- What to do -
Show each line from the records below in which the word "dark" occurs.

- Records supplied -
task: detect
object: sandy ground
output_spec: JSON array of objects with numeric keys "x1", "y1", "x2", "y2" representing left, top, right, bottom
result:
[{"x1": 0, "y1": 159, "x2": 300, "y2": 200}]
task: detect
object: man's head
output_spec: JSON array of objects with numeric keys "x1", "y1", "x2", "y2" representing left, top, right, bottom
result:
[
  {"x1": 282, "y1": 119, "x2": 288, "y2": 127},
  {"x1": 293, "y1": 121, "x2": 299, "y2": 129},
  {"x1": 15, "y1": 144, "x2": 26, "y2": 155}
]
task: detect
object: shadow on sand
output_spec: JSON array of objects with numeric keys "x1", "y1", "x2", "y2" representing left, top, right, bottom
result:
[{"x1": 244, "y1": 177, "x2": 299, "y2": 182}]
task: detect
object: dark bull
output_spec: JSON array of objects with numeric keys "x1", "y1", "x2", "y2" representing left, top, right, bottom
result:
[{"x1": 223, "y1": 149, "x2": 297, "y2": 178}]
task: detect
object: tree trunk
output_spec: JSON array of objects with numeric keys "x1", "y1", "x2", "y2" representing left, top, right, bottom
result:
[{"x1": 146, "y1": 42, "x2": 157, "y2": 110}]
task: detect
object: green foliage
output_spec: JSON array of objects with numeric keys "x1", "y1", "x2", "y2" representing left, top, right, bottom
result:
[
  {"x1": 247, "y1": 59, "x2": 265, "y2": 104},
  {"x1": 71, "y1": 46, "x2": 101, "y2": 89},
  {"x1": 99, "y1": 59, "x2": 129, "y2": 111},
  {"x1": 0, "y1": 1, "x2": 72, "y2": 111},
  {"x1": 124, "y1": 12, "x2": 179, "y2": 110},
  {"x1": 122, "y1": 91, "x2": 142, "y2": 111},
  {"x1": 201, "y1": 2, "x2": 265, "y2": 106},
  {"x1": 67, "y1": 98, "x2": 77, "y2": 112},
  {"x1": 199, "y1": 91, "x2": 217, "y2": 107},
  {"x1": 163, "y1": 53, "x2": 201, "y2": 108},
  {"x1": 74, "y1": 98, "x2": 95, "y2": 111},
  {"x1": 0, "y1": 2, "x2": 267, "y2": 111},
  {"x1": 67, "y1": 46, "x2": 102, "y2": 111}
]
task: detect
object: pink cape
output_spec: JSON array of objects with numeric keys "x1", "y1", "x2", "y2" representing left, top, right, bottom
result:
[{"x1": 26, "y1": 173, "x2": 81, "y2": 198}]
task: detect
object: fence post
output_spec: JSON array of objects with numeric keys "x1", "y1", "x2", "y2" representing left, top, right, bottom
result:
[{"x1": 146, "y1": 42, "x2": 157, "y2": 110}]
==
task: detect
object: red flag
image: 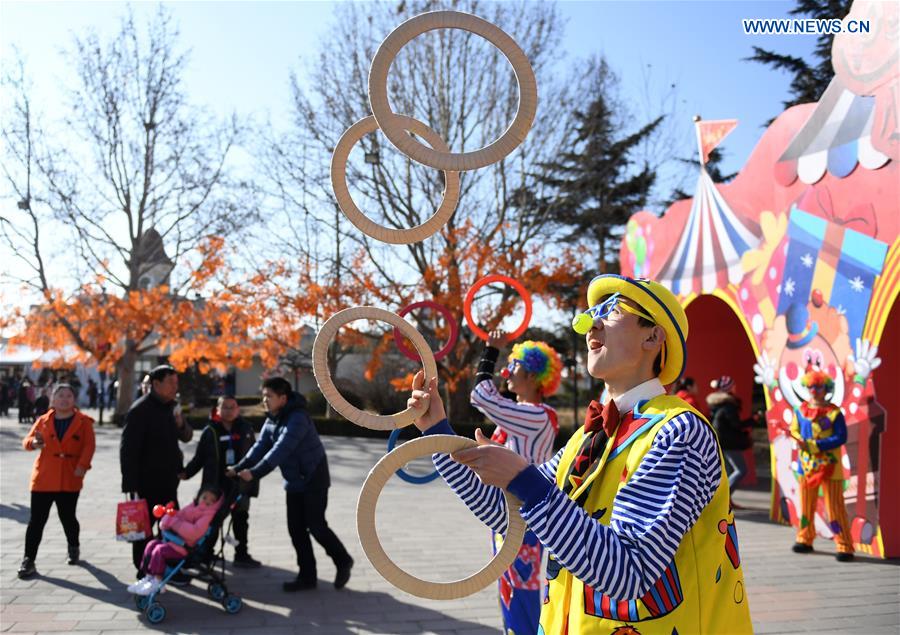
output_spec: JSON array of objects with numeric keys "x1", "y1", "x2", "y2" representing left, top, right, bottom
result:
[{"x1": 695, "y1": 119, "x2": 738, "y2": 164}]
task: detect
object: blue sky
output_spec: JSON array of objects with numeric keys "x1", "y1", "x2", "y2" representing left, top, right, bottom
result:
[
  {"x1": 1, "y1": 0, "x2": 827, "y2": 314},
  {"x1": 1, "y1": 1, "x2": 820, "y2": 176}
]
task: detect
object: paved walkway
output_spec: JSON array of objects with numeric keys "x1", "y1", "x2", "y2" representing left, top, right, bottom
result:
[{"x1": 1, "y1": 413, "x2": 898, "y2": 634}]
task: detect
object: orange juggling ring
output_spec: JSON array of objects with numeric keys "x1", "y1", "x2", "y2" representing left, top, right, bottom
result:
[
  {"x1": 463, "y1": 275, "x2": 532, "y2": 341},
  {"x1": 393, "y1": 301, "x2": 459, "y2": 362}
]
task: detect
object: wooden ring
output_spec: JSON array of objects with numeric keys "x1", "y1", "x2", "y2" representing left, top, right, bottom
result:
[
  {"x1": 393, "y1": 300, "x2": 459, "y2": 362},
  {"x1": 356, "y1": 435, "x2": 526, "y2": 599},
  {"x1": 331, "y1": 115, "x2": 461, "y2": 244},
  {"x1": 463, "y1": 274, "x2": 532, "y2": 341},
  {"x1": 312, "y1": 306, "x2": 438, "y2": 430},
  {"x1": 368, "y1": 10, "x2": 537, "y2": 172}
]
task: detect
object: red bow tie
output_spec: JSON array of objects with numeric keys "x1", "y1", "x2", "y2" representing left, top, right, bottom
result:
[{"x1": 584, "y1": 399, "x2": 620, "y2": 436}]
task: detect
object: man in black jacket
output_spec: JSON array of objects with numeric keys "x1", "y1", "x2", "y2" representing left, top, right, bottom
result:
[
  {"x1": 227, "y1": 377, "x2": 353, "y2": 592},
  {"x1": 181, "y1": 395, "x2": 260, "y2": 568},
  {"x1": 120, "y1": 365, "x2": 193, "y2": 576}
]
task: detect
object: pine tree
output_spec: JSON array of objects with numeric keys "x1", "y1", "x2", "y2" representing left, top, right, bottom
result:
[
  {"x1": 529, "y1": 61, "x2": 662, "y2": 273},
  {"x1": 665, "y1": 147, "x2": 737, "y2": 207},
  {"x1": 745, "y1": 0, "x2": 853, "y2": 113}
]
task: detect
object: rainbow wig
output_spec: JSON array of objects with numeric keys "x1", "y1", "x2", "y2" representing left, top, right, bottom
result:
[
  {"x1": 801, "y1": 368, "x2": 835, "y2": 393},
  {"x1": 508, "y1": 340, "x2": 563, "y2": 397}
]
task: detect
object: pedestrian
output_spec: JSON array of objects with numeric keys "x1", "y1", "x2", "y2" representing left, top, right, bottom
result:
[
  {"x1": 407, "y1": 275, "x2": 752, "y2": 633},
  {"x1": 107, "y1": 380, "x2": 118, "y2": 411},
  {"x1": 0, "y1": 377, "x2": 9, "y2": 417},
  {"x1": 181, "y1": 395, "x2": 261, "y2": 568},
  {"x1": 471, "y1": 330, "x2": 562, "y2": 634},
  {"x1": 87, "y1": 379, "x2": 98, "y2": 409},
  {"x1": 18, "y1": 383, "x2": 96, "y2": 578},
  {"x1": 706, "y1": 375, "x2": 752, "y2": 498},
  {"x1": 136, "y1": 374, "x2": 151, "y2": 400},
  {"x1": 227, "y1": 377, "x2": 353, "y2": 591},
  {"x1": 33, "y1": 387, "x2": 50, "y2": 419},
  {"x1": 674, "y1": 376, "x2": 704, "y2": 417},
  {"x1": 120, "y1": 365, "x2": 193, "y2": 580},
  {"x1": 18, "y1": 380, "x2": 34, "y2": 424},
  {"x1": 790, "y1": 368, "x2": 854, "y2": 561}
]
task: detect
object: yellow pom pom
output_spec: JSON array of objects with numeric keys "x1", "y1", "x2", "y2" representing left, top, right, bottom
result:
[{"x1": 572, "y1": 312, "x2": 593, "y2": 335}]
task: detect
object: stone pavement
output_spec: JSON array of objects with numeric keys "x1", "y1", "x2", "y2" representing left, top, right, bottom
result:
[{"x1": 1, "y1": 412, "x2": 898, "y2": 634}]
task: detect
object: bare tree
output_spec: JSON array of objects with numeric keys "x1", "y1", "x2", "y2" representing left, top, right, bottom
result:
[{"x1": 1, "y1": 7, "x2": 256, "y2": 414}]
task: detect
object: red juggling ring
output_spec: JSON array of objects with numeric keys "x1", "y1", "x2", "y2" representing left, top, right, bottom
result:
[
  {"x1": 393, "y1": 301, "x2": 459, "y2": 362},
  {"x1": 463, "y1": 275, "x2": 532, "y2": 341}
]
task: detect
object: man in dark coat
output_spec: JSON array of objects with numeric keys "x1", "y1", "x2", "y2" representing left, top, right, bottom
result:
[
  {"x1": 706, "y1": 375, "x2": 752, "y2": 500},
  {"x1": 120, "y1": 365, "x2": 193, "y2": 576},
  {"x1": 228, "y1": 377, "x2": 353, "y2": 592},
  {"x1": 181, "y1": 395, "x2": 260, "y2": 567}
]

- Solved problem -
object: dark bull
object: man in dark coat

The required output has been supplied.